Dataset rows on where objects appear:
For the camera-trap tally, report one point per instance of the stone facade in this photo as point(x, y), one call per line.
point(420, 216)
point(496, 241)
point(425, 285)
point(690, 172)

GIVEN INSTRUCTION:
Reproduce the data above line for line, with no changes of any kind.

EXERCISE OUTPUT:
For the camera-trap tally, report one point per instance of the stone facade in this photo as point(x, y), one call per line.
point(420, 216)
point(496, 241)
point(425, 285)
point(690, 172)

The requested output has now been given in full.